### WHAT THE TASK ASKS
Reproduce each of the rows below character for character, changing nothing.

★ ★ ★ ★ ★ ★ ★

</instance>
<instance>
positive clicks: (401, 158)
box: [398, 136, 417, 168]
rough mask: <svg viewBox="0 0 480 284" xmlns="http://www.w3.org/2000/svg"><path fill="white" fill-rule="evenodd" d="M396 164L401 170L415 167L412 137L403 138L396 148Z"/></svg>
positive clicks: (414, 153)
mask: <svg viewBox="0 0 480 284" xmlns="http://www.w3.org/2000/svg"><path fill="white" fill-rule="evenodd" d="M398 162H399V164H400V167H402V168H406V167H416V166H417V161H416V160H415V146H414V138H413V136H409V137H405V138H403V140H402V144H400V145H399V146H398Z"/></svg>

★ ★ ★ ★ ★ ★ ★

### EXERCISE SOLUTION
</instance>
<instance>
positive clicks: (401, 158)
box: [398, 136, 417, 168]
rough mask: <svg viewBox="0 0 480 284" xmlns="http://www.w3.org/2000/svg"><path fill="white" fill-rule="evenodd" d="M396 164L401 170L415 167L412 137L403 138L396 148Z"/></svg>
positive clicks: (414, 153)
mask: <svg viewBox="0 0 480 284" xmlns="http://www.w3.org/2000/svg"><path fill="white" fill-rule="evenodd" d="M398 162H399V164H400V167H402V168H406V167H416V166H417V161H416V160H415V146H414V138H413V136H409V137H405V138H403V140H402V144H400V145H399V146H398Z"/></svg>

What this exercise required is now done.